Point-labeling data
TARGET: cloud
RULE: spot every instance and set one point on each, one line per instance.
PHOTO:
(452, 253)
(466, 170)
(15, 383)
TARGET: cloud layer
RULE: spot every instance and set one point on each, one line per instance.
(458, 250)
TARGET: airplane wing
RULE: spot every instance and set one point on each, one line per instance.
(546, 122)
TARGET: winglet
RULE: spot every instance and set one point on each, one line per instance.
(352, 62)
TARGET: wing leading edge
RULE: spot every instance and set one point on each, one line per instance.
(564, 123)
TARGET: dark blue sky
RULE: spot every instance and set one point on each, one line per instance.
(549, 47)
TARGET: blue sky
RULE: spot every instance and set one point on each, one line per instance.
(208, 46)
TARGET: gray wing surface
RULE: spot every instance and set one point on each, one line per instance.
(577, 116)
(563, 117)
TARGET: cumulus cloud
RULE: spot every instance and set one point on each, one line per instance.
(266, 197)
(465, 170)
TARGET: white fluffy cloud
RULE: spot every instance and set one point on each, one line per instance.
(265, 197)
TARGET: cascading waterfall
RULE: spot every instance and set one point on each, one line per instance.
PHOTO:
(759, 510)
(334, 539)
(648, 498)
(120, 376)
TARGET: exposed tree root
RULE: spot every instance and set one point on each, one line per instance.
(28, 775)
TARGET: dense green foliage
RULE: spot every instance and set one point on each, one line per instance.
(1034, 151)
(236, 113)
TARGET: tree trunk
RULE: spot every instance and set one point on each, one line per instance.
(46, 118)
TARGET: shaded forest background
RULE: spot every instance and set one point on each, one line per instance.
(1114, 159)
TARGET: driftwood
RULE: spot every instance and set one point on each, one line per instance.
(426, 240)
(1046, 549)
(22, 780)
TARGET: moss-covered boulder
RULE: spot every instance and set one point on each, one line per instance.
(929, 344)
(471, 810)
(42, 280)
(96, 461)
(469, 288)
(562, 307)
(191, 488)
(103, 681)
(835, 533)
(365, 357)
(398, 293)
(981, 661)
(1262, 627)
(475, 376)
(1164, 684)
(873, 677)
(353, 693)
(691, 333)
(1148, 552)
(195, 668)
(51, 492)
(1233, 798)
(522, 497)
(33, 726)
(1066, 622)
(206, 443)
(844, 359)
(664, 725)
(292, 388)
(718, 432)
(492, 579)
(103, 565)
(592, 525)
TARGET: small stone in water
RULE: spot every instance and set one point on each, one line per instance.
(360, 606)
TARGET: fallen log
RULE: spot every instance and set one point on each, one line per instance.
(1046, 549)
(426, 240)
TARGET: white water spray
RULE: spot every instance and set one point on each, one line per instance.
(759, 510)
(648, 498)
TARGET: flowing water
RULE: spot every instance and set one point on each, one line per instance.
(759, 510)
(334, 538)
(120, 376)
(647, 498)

What you should do>
Reproduce all of the material above verbatim, keeping every line in its original order.

Solution to the problem>
TARGET: cloud
RULE: spot every instance and set one point on each, one line per instance.
PHOTO:
(452, 253)
(466, 170)
(15, 383)
TARGET: cloud layer
RULE: spot every instance and set one point on each, one line per instance.
(458, 250)
TARGET: airplane wing
RULE: spot every instance and set one point on each, one line per instance.
(546, 122)
TARGET: winglet
RULE: spot every instance and set one point on each, one line per instance.
(352, 62)
TARGET: wing leading edge
RULE: spot every instance and set one point on each, one line per instance.
(564, 123)
TARGET: dark blue sky
RULE: spot every instance and set one point on each, one line per instance.
(549, 47)
TARGET: blue sky
RULE: spot every instance and set one point on each, one line per instance.
(208, 46)
TARGET: gray wing surface
RULE: spot every instance and set one point on each, one line per instance.
(577, 116)
(563, 117)
TARGET: cumulus cloud
RULE: spot every instance and set one point on each, one line per instance.
(266, 197)
(465, 170)
TARGET: white fluffy cloud
RULE: spot every instance and set one point on each, one line per instance.
(265, 197)
TARGET: cascading waterfall
RULE: spot every instance and set one point on each, one line per instance.
PHOTO:
(759, 510)
(334, 539)
(648, 498)
(120, 376)
TARGET: exposed tree root
RULE: spot every instance and set one point on each, one line per instance.
(28, 775)
TARGET: dense green foliage
RULE: spot every instance and set one point on each, one line per instance.
(1034, 151)
(236, 113)
TARGET: tree trunk
RULE: spot every instance and set one point on each, one line per instance.
(46, 118)
TARGET: shaded forest background
RULE: spot every instance and set one point on each, one line per instance.
(1114, 159)
TARGET: driftwood
RULE: spot every instance and set one point on each, one line per instance.
(426, 240)
(1046, 549)
(22, 780)
TARGET: moss-covered boulder
RULE: spot every instance and set one point on each, one line per instance.
(929, 344)
(471, 810)
(42, 280)
(96, 461)
(469, 288)
(562, 307)
(191, 488)
(103, 681)
(835, 533)
(365, 357)
(398, 293)
(981, 661)
(1262, 627)
(475, 376)
(1164, 684)
(873, 677)
(353, 693)
(691, 333)
(1148, 552)
(195, 668)
(51, 492)
(1233, 798)
(522, 497)
(33, 726)
(1066, 622)
(206, 443)
(844, 359)
(664, 725)
(292, 388)
(718, 432)
(492, 579)
(103, 565)
(592, 525)
TARGET: small stone in water
RULE: spot every instance and set one point on each, one line per instance.
(360, 606)
TARGET: fallen log
RULE: spot every instance and set one point on each, one line per instance.
(1046, 549)
(426, 240)
TARGET: white water spray
RULE: spot every instance and set one point on each, one line per instance.
(759, 510)
(648, 498)
TARGET: flowing water
RULE: spot every instance and set one point on each, one line per instance.
(759, 510)
(334, 538)
(120, 376)
(647, 498)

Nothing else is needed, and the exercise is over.